**Task goal:**
Format the records from the start up to and including the line with "157,264 -> 248,283" as a two-column CSV with the columns "prompt" and "response". Give one row per request: put its text and its answer each in a single quoted field, replace line breaks with spaces, and leave out the pictures.
** START Given records **
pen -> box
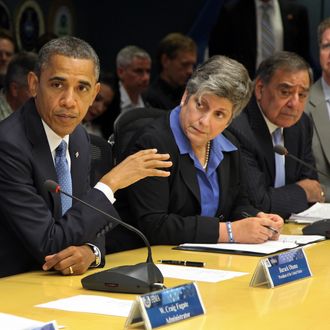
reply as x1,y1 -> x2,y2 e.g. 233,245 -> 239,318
158,260 -> 206,267
241,211 -> 278,234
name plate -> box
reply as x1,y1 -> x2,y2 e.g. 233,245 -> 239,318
125,283 -> 205,329
250,248 -> 312,288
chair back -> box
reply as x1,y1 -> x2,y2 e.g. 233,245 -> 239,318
109,108 -> 167,164
89,134 -> 113,187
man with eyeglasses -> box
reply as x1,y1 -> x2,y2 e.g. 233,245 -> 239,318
0,52 -> 38,121
305,17 -> 330,203
229,51 -> 324,218
116,45 -> 151,112
0,30 -> 15,87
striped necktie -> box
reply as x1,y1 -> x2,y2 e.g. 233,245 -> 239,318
55,140 -> 72,215
272,127 -> 285,188
261,3 -> 275,60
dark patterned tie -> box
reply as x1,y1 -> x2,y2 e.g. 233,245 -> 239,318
55,140 -> 72,215
261,3 -> 275,60
272,128 -> 285,188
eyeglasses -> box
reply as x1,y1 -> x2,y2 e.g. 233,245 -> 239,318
0,50 -> 14,57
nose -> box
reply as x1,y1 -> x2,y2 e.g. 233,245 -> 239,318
288,93 -> 299,107
60,88 -> 75,109
199,112 -> 211,127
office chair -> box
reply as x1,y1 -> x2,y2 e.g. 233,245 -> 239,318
89,134 -> 113,187
109,108 -> 167,164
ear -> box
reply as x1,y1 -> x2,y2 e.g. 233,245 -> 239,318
117,66 -> 125,79
9,81 -> 18,98
160,54 -> 170,68
89,82 -> 101,106
254,79 -> 265,101
180,90 -> 188,107
27,72 -> 39,97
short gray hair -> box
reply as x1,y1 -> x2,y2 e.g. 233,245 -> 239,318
4,51 -> 38,92
317,17 -> 330,46
35,36 -> 100,80
256,51 -> 313,86
116,45 -> 151,68
186,55 -> 252,118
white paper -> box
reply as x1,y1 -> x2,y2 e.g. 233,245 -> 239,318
36,295 -> 133,317
180,235 -> 325,254
279,235 -> 325,245
0,313 -> 57,330
289,203 -> 330,223
157,264 -> 248,283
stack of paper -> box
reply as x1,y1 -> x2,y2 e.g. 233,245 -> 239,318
289,203 -> 330,223
175,235 -> 325,255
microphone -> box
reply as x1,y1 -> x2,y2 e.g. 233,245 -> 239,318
44,180 -> 164,293
274,144 -> 330,178
274,144 -> 330,238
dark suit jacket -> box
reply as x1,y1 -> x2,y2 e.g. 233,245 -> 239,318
0,99 -> 117,277
209,0 -> 311,78
229,97 -> 317,218
116,113 -> 258,244
305,79 -> 330,203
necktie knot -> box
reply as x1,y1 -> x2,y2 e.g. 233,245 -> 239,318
56,140 -> 66,157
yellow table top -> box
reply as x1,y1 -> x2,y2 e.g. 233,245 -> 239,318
0,224 -> 330,330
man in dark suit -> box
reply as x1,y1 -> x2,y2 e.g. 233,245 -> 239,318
0,37 -> 170,277
305,17 -> 330,203
209,0 -> 310,78
229,52 -> 324,218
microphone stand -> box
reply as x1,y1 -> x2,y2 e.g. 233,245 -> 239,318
44,180 -> 164,293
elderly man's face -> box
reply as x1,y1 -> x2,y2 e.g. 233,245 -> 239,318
255,69 -> 310,127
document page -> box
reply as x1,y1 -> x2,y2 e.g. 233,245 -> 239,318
36,295 -> 133,317
289,203 -> 330,223
157,264 -> 247,283
178,235 -> 325,255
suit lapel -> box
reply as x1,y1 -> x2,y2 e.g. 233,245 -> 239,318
247,99 -> 275,182
24,99 -> 62,219
180,154 -> 201,203
309,79 -> 330,163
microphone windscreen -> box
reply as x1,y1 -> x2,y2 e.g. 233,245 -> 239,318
44,180 -> 59,193
274,144 -> 288,156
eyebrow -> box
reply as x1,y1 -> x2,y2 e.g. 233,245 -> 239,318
278,83 -> 309,91
49,76 -> 92,87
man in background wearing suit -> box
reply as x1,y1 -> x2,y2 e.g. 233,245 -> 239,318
305,17 -> 330,203
0,37 -> 171,277
209,0 -> 310,78
229,52 -> 324,218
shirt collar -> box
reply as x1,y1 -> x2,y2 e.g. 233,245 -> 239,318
41,120 -> 69,154
257,102 -> 283,135
321,77 -> 330,101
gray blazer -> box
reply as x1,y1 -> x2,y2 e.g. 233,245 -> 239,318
305,79 -> 330,202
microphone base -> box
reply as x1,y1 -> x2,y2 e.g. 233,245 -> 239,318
81,262 -> 164,293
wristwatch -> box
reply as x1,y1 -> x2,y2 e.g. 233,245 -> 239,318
86,243 -> 101,268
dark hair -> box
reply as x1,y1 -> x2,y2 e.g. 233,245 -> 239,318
256,51 -> 313,85
35,36 -> 100,80
4,52 -> 38,91
156,32 -> 197,70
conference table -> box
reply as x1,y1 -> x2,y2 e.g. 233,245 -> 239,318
0,224 -> 330,330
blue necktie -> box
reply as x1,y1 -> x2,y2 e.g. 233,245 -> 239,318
272,128 -> 285,188
55,140 -> 72,215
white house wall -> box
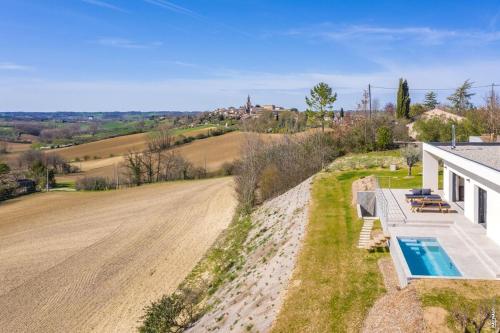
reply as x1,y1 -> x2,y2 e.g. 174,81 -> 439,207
422,143 -> 500,245
443,161 -> 500,245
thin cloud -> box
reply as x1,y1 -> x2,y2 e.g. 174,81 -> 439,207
97,38 -> 163,49
144,0 -> 253,38
0,62 -> 33,71
82,0 -> 128,13
286,24 -> 500,44
144,0 -> 202,18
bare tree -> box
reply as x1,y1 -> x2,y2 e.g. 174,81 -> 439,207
0,141 -> 9,155
485,88 -> 500,135
148,126 -> 175,181
125,151 -> 144,186
401,145 -> 420,176
451,300 -> 494,333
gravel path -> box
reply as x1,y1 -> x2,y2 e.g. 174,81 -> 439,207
0,178 -> 236,332
363,258 -> 425,333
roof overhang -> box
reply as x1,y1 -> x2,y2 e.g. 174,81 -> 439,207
422,143 -> 500,187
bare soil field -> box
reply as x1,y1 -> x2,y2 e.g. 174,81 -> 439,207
68,132 -> 282,178
49,128 -> 215,160
0,142 -> 31,164
0,178 -> 236,332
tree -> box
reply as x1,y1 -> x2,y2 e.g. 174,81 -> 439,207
448,79 -> 475,113
0,162 -> 16,201
376,126 -> 394,150
424,91 -> 439,110
306,82 -> 337,132
401,146 -> 420,176
384,103 -> 395,115
410,103 -> 427,118
396,78 -> 411,119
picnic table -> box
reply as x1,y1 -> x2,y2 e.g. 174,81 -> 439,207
410,199 -> 451,213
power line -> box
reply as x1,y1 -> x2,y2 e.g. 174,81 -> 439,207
371,83 -> 500,91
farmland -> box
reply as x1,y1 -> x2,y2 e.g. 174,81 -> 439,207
63,128 -> 281,178
0,178 -> 236,332
53,127 -> 216,160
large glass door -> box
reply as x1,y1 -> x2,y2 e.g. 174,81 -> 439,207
452,173 -> 465,209
477,187 -> 488,228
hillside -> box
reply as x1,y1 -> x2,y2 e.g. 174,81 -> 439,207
0,178 -> 236,332
50,128 -> 215,160
66,132 -> 282,178
189,179 -> 311,333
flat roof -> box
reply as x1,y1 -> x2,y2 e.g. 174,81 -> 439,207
430,142 -> 500,171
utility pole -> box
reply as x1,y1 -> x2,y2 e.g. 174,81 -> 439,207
490,83 -> 497,135
368,83 -> 372,120
45,162 -> 49,192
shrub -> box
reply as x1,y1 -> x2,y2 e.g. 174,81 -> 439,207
376,126 -> 394,150
259,164 -> 279,200
221,162 -> 235,176
75,177 -> 116,191
139,290 -> 200,333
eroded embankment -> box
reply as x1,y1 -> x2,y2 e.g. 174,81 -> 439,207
189,179 -> 311,332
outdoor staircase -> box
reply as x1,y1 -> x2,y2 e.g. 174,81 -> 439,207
358,217 -> 376,249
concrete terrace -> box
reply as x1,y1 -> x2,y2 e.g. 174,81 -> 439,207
377,189 -> 500,285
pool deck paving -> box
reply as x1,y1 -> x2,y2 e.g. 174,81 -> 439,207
381,189 -> 500,284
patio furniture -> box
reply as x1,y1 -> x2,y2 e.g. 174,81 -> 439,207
405,188 -> 441,202
410,199 -> 451,213
405,194 -> 441,202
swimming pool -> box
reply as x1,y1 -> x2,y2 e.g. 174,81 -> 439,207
397,237 -> 462,276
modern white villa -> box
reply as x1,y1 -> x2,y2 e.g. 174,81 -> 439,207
422,143 -> 500,245
376,143 -> 500,286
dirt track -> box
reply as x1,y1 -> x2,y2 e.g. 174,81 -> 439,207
0,178 -> 236,332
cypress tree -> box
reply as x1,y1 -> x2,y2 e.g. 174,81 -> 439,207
396,78 -> 411,119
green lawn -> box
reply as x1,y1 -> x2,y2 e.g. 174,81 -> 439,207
273,166 -> 432,332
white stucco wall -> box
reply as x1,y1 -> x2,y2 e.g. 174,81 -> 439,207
443,161 -> 500,245
422,150 -> 439,191
423,143 -> 500,245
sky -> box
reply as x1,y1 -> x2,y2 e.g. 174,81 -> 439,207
0,0 -> 500,111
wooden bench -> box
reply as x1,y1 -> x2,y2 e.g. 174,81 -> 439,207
410,199 -> 451,213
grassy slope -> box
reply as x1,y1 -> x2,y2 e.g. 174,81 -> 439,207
273,152 -> 428,332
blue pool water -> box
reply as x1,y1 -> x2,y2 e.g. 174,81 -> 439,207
398,237 -> 462,276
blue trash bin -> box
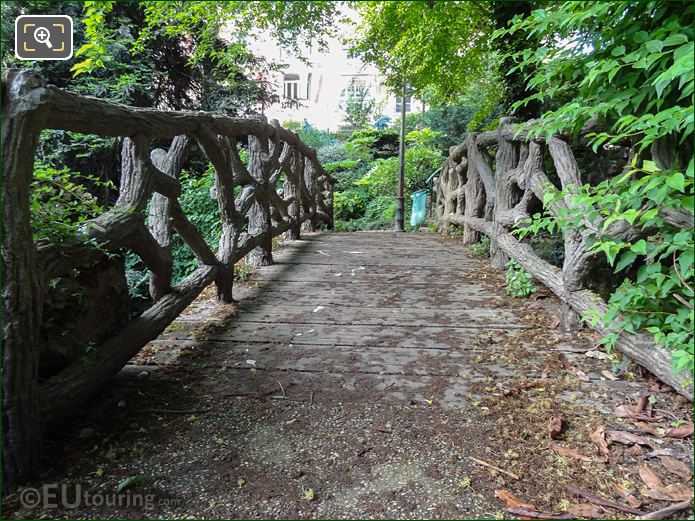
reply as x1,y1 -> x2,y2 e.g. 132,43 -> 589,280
410,190 -> 427,228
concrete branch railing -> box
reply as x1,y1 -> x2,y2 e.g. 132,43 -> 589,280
436,118 -> 693,400
2,70 -> 334,488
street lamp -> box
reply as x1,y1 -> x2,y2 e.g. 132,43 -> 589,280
395,81 -> 407,232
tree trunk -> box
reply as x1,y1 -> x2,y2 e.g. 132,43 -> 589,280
247,132 -> 274,267
2,71 -> 44,491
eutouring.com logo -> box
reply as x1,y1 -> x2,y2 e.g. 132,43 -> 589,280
19,483 -> 184,510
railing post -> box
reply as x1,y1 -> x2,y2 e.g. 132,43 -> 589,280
302,159 -> 316,232
247,118 -> 274,266
2,70 -> 45,491
284,150 -> 304,241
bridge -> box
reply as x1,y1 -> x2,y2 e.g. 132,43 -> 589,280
3,71 -> 692,515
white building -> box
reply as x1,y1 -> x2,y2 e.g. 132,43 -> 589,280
252,32 -> 423,131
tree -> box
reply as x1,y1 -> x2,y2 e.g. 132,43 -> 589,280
350,1 -> 492,103
345,80 -> 377,130
499,0 -> 695,378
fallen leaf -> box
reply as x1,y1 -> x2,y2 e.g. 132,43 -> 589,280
632,420 -> 664,438
601,369 -> 618,381
550,443 -> 592,461
644,449 -> 690,459
638,465 -> 664,489
640,483 -> 693,501
613,484 -> 642,508
572,367 -> 591,382
548,415 -> 562,440
589,425 -> 610,463
567,503 -> 603,518
665,423 -> 693,438
632,393 -> 649,414
495,490 -> 536,510
627,443 -> 644,458
116,476 -> 145,493
606,431 -> 654,449
541,364 -> 550,380
659,456 -> 693,482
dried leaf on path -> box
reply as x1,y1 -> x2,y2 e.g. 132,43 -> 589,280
495,490 -> 536,510
659,456 -> 693,483
613,484 -> 642,508
665,423 -> 693,438
606,431 -> 654,449
548,414 -> 563,440
567,503 -> 603,518
589,425 -> 610,462
638,465 -> 664,488
550,443 -> 593,462
601,369 -> 618,382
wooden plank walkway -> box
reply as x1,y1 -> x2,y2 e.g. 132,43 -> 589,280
24,232 -> 692,519
151,232 -> 636,407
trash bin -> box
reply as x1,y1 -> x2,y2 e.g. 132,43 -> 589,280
410,190 -> 427,228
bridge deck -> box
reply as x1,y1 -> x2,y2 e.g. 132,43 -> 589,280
158,232 -> 588,407
32,233 -> 690,519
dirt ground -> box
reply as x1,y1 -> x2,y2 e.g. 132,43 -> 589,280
3,234 -> 693,519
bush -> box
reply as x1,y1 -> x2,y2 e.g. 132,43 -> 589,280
471,235 -> 490,257
364,195 -> 396,221
172,165 -> 222,283
505,260 -> 538,298
333,188 -> 367,221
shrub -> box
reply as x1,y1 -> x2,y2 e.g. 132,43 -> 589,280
333,188 -> 367,221
505,260 -> 538,298
446,225 -> 463,238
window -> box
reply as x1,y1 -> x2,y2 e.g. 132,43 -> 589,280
396,96 -> 410,113
282,74 -> 299,99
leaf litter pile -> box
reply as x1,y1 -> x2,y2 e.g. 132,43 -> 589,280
5,238 -> 693,519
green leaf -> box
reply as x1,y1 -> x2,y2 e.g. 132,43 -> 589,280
630,239 -> 647,255
645,40 -> 664,52
666,172 -> 685,192
613,251 -> 637,273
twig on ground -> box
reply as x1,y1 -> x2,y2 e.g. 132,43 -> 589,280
140,407 -> 212,414
636,499 -> 693,519
567,485 -> 644,516
468,456 -> 520,479
507,507 -> 576,519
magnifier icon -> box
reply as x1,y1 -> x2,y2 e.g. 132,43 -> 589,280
34,27 -> 53,49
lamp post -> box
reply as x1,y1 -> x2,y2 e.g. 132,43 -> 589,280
396,81 -> 407,232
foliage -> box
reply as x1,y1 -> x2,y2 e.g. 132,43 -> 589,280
** END Given records **
**Task output:**
prompt,response
"pen -> box reply as x1,y1 -> x2,y2 e.g. 233,245 -> 239,318","158,260 -> 206,267 241,211 -> 278,234"
"name plate -> box reply as x1,y1 -> x2,y2 e.g. 233,245 -> 239,318","125,283 -> 205,329 250,248 -> 312,288"
"chair back -> box reply as x1,y1 -> x2,y2 e.g. 233,245 -> 239,318","109,108 -> 167,164 89,134 -> 113,187"
"man with eyeglasses -> box reply as x1,y1 -> x2,y2 e.g. 233,245 -> 239,318","0,52 -> 38,121 305,17 -> 330,203 229,51 -> 324,218 116,45 -> 151,112 0,30 -> 15,87"
"striped necktie -> box reply as x1,y1 -> x2,y2 e.g. 233,245 -> 239,318","55,140 -> 72,215 272,127 -> 285,188 261,3 -> 275,60"
"dark patterned tie -> box reply as x1,y1 -> x2,y2 e.g. 233,245 -> 239,318","55,140 -> 72,215 261,3 -> 275,60 272,128 -> 285,188"
"eyeglasses -> box reply as x1,y1 -> x2,y2 e.g. 233,245 -> 239,318","0,50 -> 14,57"
"nose -> box reply as x1,y1 -> x2,y2 e.g. 233,245 -> 239,318","288,93 -> 299,107 60,88 -> 75,109 199,112 -> 211,127"
"office chair -> box reply as x1,y1 -> x2,y2 e.g. 233,245 -> 239,318","89,134 -> 113,187 109,108 -> 167,164"
"ear -> box reply as x1,y1 -> x2,y2 e.g. 233,245 -> 239,318","117,66 -> 125,79 9,81 -> 18,98 160,54 -> 170,68 89,82 -> 101,106 254,79 -> 265,101 180,90 -> 188,107 27,72 -> 39,97"
"short gray hair -> box reply as x1,y1 -> x2,y2 e.g. 233,245 -> 239,318","4,51 -> 38,92 317,17 -> 330,46 35,36 -> 100,80 256,51 -> 313,86 116,45 -> 151,68 186,55 -> 252,118"
"white paper -> box reply as x1,y1 -> x2,y2 e.g. 233,245 -> 239,318","36,295 -> 133,317 180,235 -> 325,254 279,235 -> 325,245 0,313 -> 57,330 289,203 -> 330,223 157,264 -> 248,283"